Dataset excerpt
^^^^^^^^

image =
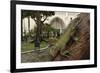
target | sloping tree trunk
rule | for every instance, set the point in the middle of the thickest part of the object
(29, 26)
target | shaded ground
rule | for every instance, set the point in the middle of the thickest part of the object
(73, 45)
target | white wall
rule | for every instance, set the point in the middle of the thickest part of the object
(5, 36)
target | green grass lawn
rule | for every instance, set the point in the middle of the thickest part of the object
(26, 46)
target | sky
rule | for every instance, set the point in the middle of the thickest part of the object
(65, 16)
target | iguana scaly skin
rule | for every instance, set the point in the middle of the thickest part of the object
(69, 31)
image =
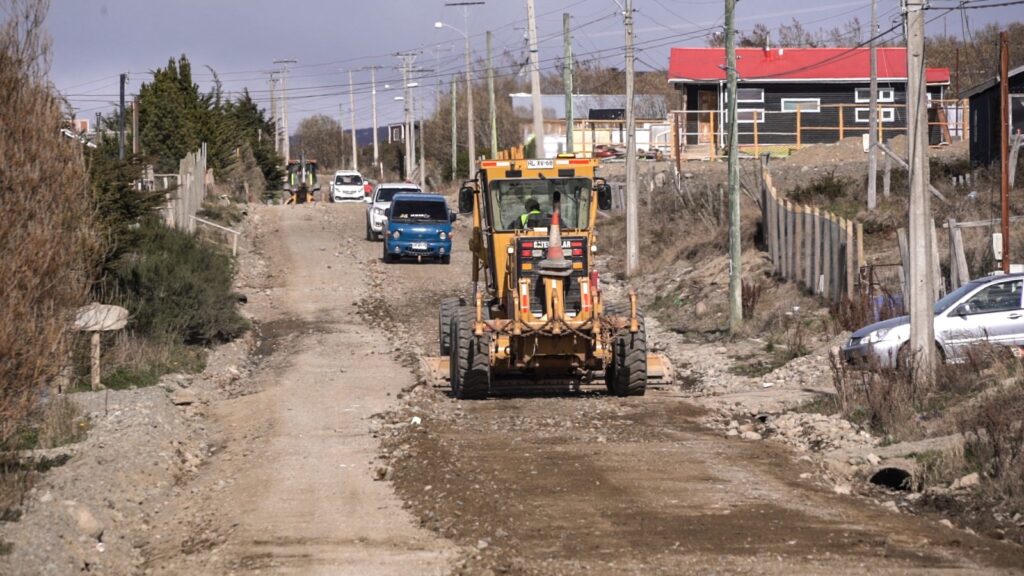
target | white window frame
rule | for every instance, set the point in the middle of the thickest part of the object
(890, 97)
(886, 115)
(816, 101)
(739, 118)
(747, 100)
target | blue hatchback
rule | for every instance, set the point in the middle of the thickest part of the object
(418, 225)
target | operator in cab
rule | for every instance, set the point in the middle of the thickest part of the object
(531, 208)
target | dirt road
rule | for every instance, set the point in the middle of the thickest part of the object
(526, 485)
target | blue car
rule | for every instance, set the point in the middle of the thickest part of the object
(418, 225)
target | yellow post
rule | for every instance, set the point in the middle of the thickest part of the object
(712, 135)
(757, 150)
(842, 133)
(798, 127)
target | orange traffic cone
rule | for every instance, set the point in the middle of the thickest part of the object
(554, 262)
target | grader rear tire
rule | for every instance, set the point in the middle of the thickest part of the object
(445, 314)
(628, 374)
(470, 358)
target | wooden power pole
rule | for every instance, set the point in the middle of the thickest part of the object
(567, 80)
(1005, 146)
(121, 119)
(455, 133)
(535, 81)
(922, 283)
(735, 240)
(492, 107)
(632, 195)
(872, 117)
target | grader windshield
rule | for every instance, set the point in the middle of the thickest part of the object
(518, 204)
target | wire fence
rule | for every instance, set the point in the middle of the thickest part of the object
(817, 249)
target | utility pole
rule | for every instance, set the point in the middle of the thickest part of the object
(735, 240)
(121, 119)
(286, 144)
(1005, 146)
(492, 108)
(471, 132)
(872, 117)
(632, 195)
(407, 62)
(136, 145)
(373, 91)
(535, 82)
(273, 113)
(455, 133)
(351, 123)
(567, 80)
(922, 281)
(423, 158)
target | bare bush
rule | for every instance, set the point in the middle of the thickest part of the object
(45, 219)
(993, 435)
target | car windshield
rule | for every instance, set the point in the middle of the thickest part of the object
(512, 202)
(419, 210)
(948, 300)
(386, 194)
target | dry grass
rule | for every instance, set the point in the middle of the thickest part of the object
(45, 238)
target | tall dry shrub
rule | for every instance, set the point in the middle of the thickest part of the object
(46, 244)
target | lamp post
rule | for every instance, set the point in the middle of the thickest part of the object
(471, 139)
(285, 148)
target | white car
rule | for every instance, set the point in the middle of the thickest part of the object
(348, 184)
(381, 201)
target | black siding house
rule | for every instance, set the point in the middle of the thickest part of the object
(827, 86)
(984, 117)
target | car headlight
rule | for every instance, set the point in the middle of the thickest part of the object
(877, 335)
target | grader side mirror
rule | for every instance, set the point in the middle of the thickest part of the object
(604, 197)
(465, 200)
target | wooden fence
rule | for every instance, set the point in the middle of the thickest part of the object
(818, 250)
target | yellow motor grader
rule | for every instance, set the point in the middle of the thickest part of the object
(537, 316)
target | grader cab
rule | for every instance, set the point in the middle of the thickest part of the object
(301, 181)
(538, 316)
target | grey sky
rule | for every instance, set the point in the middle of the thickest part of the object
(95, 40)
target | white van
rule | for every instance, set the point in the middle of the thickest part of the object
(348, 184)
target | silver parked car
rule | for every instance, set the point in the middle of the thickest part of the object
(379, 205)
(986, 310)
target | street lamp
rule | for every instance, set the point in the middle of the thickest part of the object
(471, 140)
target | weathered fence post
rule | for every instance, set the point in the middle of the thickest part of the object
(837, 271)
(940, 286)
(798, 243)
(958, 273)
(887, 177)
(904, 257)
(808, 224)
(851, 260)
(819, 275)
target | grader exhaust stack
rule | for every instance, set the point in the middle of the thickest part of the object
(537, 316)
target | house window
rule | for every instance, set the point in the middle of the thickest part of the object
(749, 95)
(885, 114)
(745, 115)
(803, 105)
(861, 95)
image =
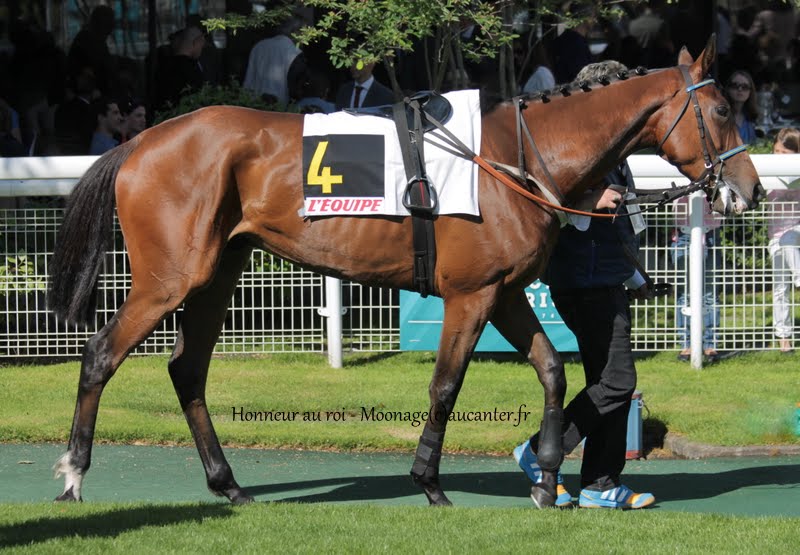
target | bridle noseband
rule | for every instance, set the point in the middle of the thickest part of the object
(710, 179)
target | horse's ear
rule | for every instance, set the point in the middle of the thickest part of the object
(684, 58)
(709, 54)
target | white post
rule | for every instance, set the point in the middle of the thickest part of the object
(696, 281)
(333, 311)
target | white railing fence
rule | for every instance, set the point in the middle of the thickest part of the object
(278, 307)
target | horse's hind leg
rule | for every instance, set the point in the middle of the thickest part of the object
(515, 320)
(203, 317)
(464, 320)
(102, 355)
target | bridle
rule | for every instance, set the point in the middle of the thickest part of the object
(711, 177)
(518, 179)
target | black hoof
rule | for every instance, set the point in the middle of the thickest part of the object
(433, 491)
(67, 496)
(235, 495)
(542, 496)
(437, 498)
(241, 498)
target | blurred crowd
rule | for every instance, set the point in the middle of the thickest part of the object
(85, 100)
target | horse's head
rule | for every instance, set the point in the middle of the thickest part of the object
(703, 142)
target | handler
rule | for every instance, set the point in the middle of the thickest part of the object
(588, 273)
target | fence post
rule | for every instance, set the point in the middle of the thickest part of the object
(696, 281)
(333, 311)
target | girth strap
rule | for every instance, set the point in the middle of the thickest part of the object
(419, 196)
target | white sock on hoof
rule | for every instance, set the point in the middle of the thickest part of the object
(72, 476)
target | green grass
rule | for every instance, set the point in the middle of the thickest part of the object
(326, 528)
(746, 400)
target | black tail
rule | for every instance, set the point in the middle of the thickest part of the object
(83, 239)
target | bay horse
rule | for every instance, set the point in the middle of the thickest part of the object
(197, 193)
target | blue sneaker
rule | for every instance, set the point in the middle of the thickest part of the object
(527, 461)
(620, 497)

^^^^^^^^

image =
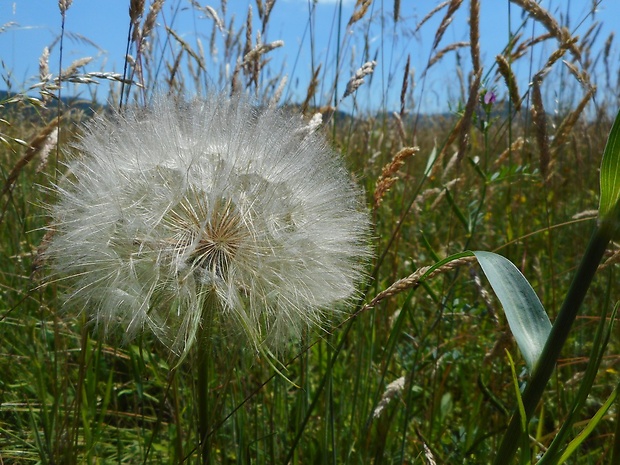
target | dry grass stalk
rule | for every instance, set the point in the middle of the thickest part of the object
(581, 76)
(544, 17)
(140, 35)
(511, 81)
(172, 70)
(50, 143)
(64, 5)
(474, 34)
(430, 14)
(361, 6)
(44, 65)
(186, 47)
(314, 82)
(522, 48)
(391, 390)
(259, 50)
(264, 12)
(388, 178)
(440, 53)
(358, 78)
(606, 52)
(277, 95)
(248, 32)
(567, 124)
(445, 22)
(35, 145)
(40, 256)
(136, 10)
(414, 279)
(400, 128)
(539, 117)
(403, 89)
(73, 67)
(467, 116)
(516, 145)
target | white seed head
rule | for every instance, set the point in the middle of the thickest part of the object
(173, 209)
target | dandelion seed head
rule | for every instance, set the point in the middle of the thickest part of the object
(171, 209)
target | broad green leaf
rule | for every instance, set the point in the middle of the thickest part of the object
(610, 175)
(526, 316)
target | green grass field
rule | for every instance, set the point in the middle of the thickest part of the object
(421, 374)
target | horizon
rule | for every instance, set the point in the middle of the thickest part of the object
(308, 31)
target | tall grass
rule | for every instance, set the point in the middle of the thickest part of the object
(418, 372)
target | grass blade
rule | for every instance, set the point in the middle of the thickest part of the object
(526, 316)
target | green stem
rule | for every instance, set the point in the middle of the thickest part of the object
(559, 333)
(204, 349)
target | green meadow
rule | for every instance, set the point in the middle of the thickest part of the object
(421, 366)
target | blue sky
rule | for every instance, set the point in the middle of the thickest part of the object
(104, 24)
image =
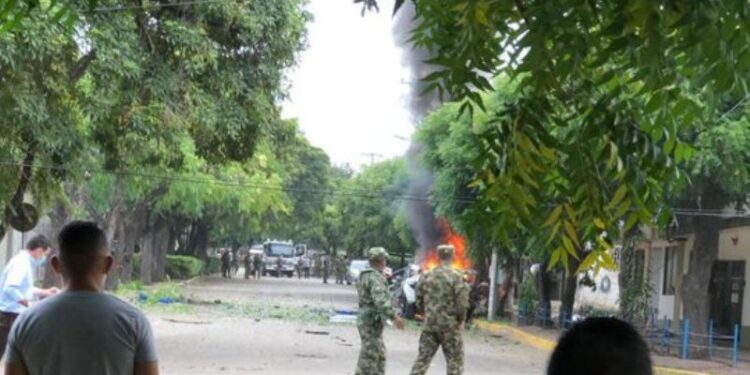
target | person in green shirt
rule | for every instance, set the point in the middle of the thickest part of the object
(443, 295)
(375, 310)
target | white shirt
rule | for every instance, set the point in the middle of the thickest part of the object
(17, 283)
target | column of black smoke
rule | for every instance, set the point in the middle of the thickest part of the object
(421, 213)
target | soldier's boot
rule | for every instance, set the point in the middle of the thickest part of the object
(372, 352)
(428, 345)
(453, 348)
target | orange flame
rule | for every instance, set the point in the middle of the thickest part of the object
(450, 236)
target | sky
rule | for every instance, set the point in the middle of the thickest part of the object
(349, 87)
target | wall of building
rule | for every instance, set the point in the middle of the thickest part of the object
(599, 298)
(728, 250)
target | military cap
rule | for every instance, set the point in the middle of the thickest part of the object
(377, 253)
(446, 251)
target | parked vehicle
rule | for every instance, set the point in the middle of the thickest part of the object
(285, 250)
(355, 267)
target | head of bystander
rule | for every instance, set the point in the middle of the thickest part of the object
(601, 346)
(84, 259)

^^^^^^^^

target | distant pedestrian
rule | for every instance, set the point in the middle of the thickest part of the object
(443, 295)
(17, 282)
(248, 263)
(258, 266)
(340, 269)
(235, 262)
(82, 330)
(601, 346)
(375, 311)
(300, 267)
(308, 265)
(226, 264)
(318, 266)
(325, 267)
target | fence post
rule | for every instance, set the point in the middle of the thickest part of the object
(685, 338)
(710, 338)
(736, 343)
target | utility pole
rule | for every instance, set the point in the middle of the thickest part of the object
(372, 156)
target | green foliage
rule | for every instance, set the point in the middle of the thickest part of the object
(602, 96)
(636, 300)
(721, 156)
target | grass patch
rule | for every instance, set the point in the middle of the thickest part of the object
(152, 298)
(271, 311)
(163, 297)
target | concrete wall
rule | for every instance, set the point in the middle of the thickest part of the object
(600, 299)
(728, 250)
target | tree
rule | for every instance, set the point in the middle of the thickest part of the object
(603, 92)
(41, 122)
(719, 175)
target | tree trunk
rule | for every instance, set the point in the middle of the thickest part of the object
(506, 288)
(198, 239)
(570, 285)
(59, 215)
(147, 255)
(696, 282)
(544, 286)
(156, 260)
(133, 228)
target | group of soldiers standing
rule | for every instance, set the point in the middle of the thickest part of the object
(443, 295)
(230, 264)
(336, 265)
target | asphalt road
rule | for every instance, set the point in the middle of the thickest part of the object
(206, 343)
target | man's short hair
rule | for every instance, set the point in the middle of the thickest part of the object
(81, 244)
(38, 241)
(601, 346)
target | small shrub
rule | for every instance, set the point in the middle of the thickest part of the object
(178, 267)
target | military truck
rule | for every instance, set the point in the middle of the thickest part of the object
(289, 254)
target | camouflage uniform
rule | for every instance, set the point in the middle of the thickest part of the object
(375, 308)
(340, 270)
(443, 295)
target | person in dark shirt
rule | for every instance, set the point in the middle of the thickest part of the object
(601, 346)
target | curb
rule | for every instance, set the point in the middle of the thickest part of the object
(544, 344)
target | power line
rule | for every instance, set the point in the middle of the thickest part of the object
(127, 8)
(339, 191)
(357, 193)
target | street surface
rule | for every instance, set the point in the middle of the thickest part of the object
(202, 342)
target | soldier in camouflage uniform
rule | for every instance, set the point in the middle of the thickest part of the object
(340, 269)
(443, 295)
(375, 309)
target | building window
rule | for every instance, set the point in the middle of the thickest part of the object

^^^^^^^^

__Instructions for the task__
Count the lines in the material that contain the string "person" with matching case, and report only the number.

__Solution below__
2